September 3rd, 2008

Clarke Loses the Plot

In the New Statesman tomorrow Charles Clarke is superficially writing about the use and abuse of the term “Blairism”. The word is insulting, lazy and misleading he says, calling for an end to “deceitful nonsense”
As various commentators consider Labour’s prospects, the term “Blairite” is being deployed to characterise the policies and personalities of some who question the party’s current direction and urge Labour to face the future. Like “Thatcherite”, the word is not used kindly. “Blairite” (even “über-Blairite”) is a lazy and inaccurate shorthand. It is intended not to illuminate but to diminish, marginalise and insult. It was, for example, the stock phrase used by the Brown political briefing team to traduce David Miliband’s Guardian article in early August.

Moreover, this misleading language damages the vital need for Labour to move on to new, post-Blair ground. Those journalists and politicians who use it are fighting the last political struggle, the War of the Tony Blair Succession, in a way that owes rather more to Just William and the Hubert Laneites than to the challenges of modern British politics.

In the newspapers this summer, I have read about “eye-wateringly ‘Blairite’ gospels”; about “Blairites” “thumbing their noses” at progressive politics; about “Blair privatisers” and how “Blairites” are the “business wing” who “play the markets against the ‘progressive wing’ of the party”. Some argue David Cameron is now more progressive than new Labour and that Labour under Blair became a party of the centre-right.
• • • • •
STATED GOAL A:
Please transcribe the passage of the post on Blairism, starting with "Moreover, this misleading" and going on through "of the centre-right.".

MATERIAL PROVIDED:
• • • • •
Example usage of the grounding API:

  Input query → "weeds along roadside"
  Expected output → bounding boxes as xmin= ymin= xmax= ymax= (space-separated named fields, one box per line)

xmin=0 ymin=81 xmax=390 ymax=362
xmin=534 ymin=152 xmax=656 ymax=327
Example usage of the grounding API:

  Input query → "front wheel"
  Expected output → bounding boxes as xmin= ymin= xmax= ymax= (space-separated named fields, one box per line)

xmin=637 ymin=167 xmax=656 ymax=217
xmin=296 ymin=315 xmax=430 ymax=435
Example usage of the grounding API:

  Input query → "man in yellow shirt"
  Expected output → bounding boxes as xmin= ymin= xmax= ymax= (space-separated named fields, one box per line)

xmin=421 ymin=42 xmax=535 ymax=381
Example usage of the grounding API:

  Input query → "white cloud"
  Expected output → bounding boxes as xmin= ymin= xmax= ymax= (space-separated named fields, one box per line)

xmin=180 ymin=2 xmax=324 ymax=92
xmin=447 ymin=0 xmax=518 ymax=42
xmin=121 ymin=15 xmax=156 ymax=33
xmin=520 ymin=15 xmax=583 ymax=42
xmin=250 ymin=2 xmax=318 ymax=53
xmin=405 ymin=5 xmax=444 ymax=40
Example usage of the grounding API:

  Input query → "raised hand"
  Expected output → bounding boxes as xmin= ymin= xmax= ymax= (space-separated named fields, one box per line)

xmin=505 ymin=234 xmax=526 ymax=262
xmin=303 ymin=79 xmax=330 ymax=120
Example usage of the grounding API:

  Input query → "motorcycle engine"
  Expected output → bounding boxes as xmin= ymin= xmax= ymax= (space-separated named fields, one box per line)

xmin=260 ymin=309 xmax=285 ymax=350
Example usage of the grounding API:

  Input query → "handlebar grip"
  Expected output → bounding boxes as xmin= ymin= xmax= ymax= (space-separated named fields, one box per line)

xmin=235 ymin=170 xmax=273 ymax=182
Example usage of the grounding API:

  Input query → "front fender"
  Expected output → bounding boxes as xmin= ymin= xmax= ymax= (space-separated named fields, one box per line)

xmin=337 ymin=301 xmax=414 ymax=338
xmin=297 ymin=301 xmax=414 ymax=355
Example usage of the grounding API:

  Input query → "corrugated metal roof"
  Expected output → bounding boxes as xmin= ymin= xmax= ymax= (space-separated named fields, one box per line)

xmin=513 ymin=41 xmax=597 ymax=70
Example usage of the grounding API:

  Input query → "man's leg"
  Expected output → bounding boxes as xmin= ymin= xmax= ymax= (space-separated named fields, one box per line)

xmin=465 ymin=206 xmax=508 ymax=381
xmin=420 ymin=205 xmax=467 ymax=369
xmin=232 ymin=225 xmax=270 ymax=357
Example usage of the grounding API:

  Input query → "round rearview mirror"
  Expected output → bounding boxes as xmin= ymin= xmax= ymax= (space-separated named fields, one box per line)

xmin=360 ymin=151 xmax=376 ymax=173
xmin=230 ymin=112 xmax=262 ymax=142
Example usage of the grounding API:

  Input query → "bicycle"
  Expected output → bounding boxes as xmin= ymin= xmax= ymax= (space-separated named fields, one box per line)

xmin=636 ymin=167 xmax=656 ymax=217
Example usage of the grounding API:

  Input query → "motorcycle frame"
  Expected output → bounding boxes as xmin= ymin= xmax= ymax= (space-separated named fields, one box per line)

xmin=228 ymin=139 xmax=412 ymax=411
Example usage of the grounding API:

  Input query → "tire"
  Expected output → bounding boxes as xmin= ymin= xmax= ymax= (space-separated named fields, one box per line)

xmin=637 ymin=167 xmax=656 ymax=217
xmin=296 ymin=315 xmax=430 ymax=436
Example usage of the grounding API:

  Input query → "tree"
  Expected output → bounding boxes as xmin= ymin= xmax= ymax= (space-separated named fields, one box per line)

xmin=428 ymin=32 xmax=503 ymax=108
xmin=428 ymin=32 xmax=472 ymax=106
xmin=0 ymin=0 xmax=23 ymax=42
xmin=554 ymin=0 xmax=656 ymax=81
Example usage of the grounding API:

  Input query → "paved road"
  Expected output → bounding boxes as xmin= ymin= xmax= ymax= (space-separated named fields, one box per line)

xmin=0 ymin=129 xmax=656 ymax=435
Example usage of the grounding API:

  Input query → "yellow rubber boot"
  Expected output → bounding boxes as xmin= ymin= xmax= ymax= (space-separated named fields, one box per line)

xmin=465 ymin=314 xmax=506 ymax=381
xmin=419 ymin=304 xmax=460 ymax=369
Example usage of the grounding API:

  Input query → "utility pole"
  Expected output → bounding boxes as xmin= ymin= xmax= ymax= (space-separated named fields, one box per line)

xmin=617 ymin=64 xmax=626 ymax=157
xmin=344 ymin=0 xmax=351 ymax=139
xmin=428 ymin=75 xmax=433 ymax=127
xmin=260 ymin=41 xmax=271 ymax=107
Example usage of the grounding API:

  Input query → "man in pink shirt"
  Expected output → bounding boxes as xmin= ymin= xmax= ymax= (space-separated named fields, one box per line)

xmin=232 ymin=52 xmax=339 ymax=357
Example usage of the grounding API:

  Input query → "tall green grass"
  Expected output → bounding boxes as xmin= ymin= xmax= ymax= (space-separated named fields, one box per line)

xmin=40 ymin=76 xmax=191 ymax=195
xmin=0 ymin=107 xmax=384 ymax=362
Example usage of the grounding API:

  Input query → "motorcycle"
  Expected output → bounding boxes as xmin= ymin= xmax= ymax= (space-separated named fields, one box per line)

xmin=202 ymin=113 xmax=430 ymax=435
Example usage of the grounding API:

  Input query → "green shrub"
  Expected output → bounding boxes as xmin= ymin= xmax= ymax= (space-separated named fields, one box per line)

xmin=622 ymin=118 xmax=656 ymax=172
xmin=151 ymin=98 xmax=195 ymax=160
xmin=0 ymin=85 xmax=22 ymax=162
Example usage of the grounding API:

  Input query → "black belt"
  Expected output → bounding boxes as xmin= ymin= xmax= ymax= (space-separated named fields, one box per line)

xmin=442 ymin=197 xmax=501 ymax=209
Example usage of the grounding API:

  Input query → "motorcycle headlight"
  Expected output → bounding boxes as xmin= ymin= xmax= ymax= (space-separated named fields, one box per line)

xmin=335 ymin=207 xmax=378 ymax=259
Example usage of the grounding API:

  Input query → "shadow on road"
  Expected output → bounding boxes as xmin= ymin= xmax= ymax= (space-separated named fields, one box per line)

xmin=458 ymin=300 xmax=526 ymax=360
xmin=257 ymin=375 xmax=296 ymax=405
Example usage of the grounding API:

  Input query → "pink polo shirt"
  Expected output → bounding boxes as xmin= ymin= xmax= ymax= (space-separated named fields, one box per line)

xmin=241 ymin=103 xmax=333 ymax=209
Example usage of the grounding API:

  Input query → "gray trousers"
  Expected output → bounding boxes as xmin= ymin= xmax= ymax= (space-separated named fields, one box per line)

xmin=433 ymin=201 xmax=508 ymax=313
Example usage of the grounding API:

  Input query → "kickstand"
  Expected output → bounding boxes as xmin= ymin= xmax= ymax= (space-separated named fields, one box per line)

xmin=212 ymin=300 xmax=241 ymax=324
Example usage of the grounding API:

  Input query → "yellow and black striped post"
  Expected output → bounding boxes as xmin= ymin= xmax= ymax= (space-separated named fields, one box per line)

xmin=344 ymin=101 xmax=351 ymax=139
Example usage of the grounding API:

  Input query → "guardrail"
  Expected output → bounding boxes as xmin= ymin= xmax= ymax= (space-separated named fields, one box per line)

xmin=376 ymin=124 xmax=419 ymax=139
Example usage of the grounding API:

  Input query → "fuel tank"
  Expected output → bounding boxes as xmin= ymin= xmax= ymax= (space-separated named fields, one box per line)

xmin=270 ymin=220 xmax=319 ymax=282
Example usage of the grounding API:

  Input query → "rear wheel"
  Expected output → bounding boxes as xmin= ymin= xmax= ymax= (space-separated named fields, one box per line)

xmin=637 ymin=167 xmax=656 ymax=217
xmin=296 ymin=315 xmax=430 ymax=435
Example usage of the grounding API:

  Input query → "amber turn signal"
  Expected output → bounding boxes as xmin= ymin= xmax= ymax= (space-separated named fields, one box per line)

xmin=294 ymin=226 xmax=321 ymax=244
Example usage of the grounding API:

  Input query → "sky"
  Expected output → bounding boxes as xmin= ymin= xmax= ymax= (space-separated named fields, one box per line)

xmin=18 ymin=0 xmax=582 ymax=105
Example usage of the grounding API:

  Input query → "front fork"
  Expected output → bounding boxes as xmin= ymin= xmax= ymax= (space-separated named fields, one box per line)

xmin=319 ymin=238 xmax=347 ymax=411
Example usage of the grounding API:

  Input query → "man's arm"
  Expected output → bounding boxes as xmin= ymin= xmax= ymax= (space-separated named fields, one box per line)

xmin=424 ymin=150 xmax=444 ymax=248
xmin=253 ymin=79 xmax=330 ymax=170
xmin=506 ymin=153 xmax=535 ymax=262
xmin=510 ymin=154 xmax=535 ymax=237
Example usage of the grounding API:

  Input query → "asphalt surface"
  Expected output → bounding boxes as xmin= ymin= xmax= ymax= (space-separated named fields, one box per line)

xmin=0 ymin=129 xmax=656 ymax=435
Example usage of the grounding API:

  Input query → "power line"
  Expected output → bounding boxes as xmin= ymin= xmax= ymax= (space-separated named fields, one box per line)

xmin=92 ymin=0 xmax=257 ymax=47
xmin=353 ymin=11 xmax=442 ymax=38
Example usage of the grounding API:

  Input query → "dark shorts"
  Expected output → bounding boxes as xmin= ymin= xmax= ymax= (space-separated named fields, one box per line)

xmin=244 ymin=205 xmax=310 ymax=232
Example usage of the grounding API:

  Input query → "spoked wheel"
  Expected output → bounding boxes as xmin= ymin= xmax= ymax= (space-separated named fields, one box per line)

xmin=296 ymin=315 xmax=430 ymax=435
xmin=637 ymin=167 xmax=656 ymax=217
• • • • •
STATED GOAL B:
Give the records as a Markdown table with the columns "Row" and "Line", starting with the first line of the records and going on through the line with "xmin=513 ymin=41 xmax=597 ymax=70". Leave out blank lines and include nothing past that line.

COMPLETE ANSWER A:
Moreover, this misleading language damages the vital need for Labour to move on to new, post-Blair ground. Those journalists and politicians who use it are fighting the last political struggle, the War of the Tony Blair Succession, in a way that owes rather more to Just William and the Hubert Laneites than to the challenges of modern British politics.

In the newspapers this summer, I have read about “eye-wateringly ‘Blairite’ gospels”; about “Blairites” “thumbing their noses” at progressive politics; about “Blair privatisers” and how “Blairites” are the “business wing” who “play the markets against the ‘progressive wing’ of the party”. Some argue David Cameron is now more progressive than new Labour and that Labour under Blair became a party of the centre-right.

COMPLETE ANSWER B:
| Row | Line |
|---|---|
| 1 | Example usage of the grounding API: |
| 2 |   Input query → "weeds along roadside" |
| 3 |   Expected output → bounding boxes as xmin= ymin= xmax= ymax= (space-separated named fields, one box per line) |
| 4 | xmin=0 ymin=81 xmax=390 ymax=362 |
| 5 | xmin=534 ymin=152 xmax=656 ymax=327 |
| 6 | Example usage of the grounding API: |
| 7 |   Input query → "front wheel" |
| 8 |   Expected output → bounding boxes as xmin= ymin= xmax= ymax= (space-separated named fields, one box per line) |
| 9 | xmin=637 ymin=167 xmax=656 ymax=217 |
| 10 | xmin=296 ymin=315 xmax=430 ymax=435 |
| 11 | Example usage of the grounding API: |
| 12 |   Input query → "man in yellow shirt" |
| 13 |   Expected output → bounding boxes as xmin= ymin= xmax= ymax= (space-separated named fields, one box per line) |
| 14 | xmin=421 ymin=42 xmax=535 ymax=381 |
| 15 | Example usage of the grounding API: |
| 16 |   Input query → "white cloud" |
| 17 |   Expected output → bounding boxes as xmin= ymin= xmax= ymax= (space-separated named fields, one box per line) |
| 18 | xmin=180 ymin=2 xmax=324 ymax=92 |
| 19 | xmin=447 ymin=0 xmax=518 ymax=42 |
| 20 | xmin=121 ymin=15 xmax=156 ymax=33 |
| 21 | xmin=520 ymin=15 xmax=583 ymax=42 |
| 22 | xmin=250 ymin=2 xmax=318 ymax=53 |
| 23 | xmin=405 ymin=5 xmax=444 ymax=40 |
| 24 | Example usage of the grounding API: |
| 25 |   Input query → "raised hand" |
| 26 |   Expected output → bounding boxes as xmin= ymin= xmax= ymax= (space-separated named fields, one box per line) |
| 27 | xmin=505 ymin=234 xmax=526 ymax=262 |
| 28 | xmin=303 ymin=79 xmax=330 ymax=120 |
| 29 | Example usage of the grounding API: |
| 30 |   Input query → "motorcycle engine" |
| 31 |   Expected output → bounding boxes as xmin= ymin= xmax= ymax= (space-separated named fields, one box per line) |
| 32 | xmin=260 ymin=309 xmax=285 ymax=350 |
| 33 | Example usage of the grounding API: |
| 34 |   Input query → "handlebar grip" |
| 35 |   Expected output → bounding boxes as xmin= ymin= xmax= ymax= (space-separated named fields, one box per line) |
| 36 | xmin=235 ymin=170 xmax=273 ymax=182 |
| 37 | Example usage of the grounding API: |
| 38 |   Input query → "front fender" |
| 39 |   Expected output → bounding boxes as xmin= ymin= xmax= ymax= (space-separated named fields, one box per line) |
| 40 | xmin=337 ymin=301 xmax=414 ymax=338 |
| 41 | xmin=297 ymin=301 xmax=414 ymax=355 |
| 42 | Example usage of the grounding API: |
| 43 |   Input query → "corrugated metal roof" |
| 44 |   Expected output → bounding boxes as xmin= ymin= xmax= ymax= (space-separated named fields, one box per line) |
| 45 | xmin=513 ymin=41 xmax=597 ymax=70 |